--- begin DOCUMENT PASSAGE ---

Plot a comparison of the expected and generated age distribution.

Example:

pars = {'n': 10e3, 'location':'seattle_metro', 'state_location':'Washington', 'country_location':'usa'}
pop = sp.Pop(**pars)
fig, ax = pop.plot_ages()
plot_household_sizes(**kwargs)[source]

Plot a comparison of the expected and generated household size distribution.

Example:

pars = {'n': 10e3, 'location':'seattle_metro', 'state_location':'Washington', 'country_location':'usa'}
pop = sp.Pop(**pars)
fig, ax = pop.plot_household_sizes()
plot_household_head_ages_by_size(**kwargs)[source]

Plot a comparison of the expected and generated age distribution of the household heads by the household size.

Examples:

pars = {'n': 10e3, 'location':'seattle_metro', 'state_location':'Washington', 'country_location':'usa'}
pop = sp.Pop(**pars)
fig, ax = pop.plot_household_head_ages_by_size()

kwargs = pars.copy()
fig, ax = pop.plot_household_head_ages_by_size(**kwargs)
plot_ltcf_resident_sizes(**kwargs)[source]

Plot a comparison of the expected and generated ltcf resident sizes.

Examples:

pars = {'n': 10e3, 'location':'seattle_metro', 'state_location':'Washington', 'country_location':'usa'}
pop = sp.Pop(**pars)

--- end DOCUMENT PASSAGE ---

# PROBLEM REQUIREMENTS
Write what comes next in the population-plotting API reference, starting after its last line. The material plays no part in this.

--- begin INFORMATION PROVIDED ---

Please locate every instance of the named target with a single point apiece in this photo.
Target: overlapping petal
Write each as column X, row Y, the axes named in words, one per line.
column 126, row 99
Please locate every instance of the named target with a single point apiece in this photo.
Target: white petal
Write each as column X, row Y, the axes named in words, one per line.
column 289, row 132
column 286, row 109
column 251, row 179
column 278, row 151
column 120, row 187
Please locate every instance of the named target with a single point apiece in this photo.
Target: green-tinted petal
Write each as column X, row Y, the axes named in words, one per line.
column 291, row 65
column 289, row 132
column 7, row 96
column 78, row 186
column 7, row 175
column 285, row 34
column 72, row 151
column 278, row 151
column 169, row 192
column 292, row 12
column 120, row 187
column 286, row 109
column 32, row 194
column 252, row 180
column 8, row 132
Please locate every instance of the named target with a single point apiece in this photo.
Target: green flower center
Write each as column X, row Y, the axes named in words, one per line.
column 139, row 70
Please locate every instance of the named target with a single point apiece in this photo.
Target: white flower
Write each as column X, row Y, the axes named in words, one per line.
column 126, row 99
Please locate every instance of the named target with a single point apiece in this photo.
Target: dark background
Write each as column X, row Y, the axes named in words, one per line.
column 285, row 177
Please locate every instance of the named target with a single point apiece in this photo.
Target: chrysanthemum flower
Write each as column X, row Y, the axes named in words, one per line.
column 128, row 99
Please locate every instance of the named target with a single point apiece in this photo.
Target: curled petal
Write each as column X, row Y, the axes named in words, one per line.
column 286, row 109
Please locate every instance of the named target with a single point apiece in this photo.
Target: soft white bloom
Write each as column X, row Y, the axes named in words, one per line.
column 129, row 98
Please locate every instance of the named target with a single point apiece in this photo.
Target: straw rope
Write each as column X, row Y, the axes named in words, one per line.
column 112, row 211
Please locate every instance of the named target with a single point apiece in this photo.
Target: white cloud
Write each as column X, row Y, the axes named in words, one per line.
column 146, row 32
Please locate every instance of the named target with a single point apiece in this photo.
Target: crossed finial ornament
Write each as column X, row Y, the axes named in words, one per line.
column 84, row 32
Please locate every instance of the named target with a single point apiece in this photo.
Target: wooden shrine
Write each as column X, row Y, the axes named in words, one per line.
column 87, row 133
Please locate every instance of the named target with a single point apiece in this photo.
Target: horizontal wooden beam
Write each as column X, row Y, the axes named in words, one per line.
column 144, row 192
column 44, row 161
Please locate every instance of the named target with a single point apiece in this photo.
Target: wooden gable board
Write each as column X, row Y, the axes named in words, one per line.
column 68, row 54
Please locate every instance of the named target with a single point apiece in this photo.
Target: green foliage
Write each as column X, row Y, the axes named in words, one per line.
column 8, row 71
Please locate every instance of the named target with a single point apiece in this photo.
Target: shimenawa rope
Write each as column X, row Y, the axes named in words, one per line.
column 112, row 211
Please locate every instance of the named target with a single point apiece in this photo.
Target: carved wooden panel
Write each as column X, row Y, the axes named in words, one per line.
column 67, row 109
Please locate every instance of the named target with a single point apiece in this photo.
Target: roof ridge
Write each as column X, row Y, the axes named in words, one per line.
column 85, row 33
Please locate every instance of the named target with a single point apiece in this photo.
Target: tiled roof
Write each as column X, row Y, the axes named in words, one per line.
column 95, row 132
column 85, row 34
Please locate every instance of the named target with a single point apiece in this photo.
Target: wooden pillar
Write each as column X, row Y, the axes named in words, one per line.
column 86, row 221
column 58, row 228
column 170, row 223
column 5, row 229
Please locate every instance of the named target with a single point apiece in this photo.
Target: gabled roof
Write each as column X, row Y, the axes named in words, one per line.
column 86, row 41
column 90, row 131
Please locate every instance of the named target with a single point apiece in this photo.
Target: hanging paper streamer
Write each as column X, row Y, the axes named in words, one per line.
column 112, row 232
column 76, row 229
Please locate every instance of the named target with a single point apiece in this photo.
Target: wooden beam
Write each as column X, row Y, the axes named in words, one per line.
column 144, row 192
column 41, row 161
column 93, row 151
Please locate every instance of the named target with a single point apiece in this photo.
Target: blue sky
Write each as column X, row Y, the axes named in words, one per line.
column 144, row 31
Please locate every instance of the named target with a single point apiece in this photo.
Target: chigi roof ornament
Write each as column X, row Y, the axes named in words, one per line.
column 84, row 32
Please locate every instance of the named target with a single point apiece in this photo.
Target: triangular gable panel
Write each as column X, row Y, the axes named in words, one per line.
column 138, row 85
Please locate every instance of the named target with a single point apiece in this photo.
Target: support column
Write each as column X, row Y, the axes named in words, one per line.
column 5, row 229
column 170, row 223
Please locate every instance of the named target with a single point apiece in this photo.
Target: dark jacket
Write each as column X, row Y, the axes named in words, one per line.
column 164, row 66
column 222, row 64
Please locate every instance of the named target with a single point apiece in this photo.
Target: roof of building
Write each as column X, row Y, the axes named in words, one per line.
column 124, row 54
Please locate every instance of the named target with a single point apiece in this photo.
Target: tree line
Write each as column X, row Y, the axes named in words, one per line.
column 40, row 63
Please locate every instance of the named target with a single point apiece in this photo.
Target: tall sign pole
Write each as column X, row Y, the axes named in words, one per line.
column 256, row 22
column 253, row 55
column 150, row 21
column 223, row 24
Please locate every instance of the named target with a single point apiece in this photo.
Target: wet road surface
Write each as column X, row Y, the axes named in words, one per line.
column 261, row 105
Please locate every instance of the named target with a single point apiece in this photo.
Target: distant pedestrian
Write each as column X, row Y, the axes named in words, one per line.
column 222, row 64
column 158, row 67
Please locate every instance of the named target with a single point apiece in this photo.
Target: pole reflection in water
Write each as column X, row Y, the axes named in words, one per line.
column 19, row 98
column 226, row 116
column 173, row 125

--- end INFORMATION PROVIDED ---

# THE OUTPUT
fig, ax = pop.plot_ltcf_resident_sizes()
plot_enrollment_rates_by_age(**kwargs)[source]

Plot a comparison of the expected and generated enrollment rates by age.

Example:

pars = {'n': 10e3, 'location':'seattle_metro', 'state_location':'Washington', 'country_location':'usa'}
pop = sp.Pop(**pars)
fig, ax = pop.plot_enrollment_rates_by_age()
plot_employment_rates_by_age(**kwargs)[source]

Plot a comparison of the expected and generated employment rates by age.

Example:

pars = {'n': 10e3, 'location':'seattle_metro', 'state_location':'Washington', 'country_location':'usa'}
pop = sp.Pop(**pars)
fig, ax = pop.plot_employment_rates_by_age()
plot_school_sizes(*args, **kwargs)[source]

Plot a comparison of the expected and generated school size distributions by school type.

Example:

pars = {'n': 10e3, 'location':'seattle_metro', 'state_location':'Washington', 'country_location':'usa'}
pop = sp.Pop(**pars)
fig, ax = pop.plot_school_sizes()
plot_workplace_sizes(**kwargs)[source]

Plot a comparison of the expected and generated workplace sizes for workplaces that are not schools or long term care facilities.

Examples:

pars = {'n': 10e3, 'location':'seattle_metro', 'state_location':'Washington', 'country_location':'usa'}
pop = sp.Pop(**pars)
fig, ax = pop.plot_ltcf_resident_sizes()
make_population(*args, **kwargs)[source]

Interface to sp.Pop().to_dict(). Included for backwards compatibility.

generate_synthetic_population(*args, **kwargs)[source]

For backwards compatibility only.